- Conjunto de tareas -
(a) Reproduce literalmente el pasaje del texto sobre la escritura auténtica que va desde "Autenticidad." hasta "sabe un rato.", ambos incluidos.
(b) Indica si cada afirmación concuerda con el texto sobre la escritura auténtica. Responde sí o no y cita las palabras del texto que lo deciden. (i) El éxito más ramplón y una gran novela tienen en común que ambos son auténticos. (ii) Ser auténtico consiste en inventar materiales completamente nuevos. (iii) El noveno de Esteban manda escribir para complacer al público en general.
(c) Prolonga el texto sobre la escritura auténtica a partir del punto en que se detiene.

- Extracto del documento -
((

Escribirás
para tu propio placer. Eso dice el noveno de Esteban. Y añade que
ningún escritor ha logrado jamás complacer a lectores que no
estuvieran en su mismo nivel de inteligencia general, que no
compartieran su actitud básica ante la vida, la muerte, la política,
el sexo o el dinero. Y añade que el éxito más ramplón tiene una
cosa en común con una gran novela: ambos son auténticos.
Autenticidad.
Divino tesoro.
¿Y
quién puede ser auténtico en estos días de mixtificaciones y
posmodernidades? Siempre se supo que lo que no es tradición es
plagio.
Es
que ser auténtico es hacer una nueva mezcla con los mismo viejos
materiales.
Ese
si es un tema que nos interesa toca. ¿Qué hacemos con las citas?
Lo
que diga Savater, que de ésto sabe un rato.
Lúcete
Savater.

))

- Datos presentados -
((

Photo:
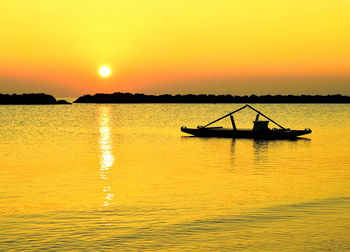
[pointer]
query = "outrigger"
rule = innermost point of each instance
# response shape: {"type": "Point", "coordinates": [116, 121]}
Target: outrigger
{"type": "Point", "coordinates": [260, 129]}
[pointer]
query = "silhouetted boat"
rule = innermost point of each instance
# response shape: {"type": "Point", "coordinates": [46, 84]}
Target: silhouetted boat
{"type": "Point", "coordinates": [260, 129]}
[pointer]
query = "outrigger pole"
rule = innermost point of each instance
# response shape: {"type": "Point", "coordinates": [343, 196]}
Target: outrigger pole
{"type": "Point", "coordinates": [231, 113]}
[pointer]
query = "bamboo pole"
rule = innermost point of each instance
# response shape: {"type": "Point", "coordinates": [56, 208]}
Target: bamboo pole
{"type": "Point", "coordinates": [265, 116]}
{"type": "Point", "coordinates": [225, 116]}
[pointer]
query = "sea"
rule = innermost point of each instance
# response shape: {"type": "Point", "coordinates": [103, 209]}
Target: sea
{"type": "Point", "coordinates": [123, 177]}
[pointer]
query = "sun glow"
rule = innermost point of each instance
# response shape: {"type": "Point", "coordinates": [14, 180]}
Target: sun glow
{"type": "Point", "coordinates": [105, 71]}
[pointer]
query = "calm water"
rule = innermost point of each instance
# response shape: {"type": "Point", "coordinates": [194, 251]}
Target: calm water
{"type": "Point", "coordinates": [123, 177]}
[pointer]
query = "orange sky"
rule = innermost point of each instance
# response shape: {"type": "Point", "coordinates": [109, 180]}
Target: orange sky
{"type": "Point", "coordinates": [238, 47]}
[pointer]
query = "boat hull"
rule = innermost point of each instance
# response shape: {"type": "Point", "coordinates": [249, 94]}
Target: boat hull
{"type": "Point", "coordinates": [240, 133]}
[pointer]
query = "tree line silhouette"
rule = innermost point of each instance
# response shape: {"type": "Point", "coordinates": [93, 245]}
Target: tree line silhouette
{"type": "Point", "coordinates": [26, 99]}
{"type": "Point", "coordinates": [203, 98]}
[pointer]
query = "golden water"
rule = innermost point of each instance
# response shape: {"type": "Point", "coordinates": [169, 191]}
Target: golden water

))

- Lista de respuestas -
(a)
Autenticidad.
Divino tesoro.
¿Y
quién puede ser auténtico en estos días de mixtificaciones y
posmodernidades? Siempre se supo que lo que no es tradición es
plagio.
Es
que ser auténtico es hacer una nueva mezcla con los mismo viejos
materiales.
Ese
si es un tema que nos interesa toca. ¿Qué hacemos con las citas?
Lo
que diga Savater, que de ésto sabe un rato.

(b)
(i) Sí: "ambos son auténticos".
(ii) No: "hacer una nueva mezcla con los mismo viejos materiales".
(iii) No: "para tu propio placer".

(c)
No
me refiero a los “rendez-vous”, sino a esas pocas líneas ajenas
que uno incluye con uno u otro propósito en el texto propio. Citar
es un arte, mancillado por la proliferación de incompetentes y
pedantes. Pero, ¿qué es lo que no hna mancillado o mancillarán
antes o después incompetentes y pedantes? La cita tiene sus enemigos
y sus devotos: como en tantos otros campos, de la política al amor,
la torpe práctica de los segundos es el argumento preferido que
manejan los primeros. Lo cual por cierto, no haced su diatriba tan
concluyente como ellos suelen creer. Como me gusta mucho citar -y es
una de las pocas cosas que creo hacer con tino y sé que hago con
gusto- he tropezado en bastantes ocasiones con los adversarios de las
citas. Algunos me reconvienen la manía por la vía del elogio
indirecto: “Pero si tu no tienes necesidad de esas muletas … ¿Por
qué no cuentas directamente lo que piensas o sabes, sin apoyarte en
nadie?” Cuando tengo ocasión de desarrollarla, la apología pro
domo de la cita que suelo formular es más o menos como sigue.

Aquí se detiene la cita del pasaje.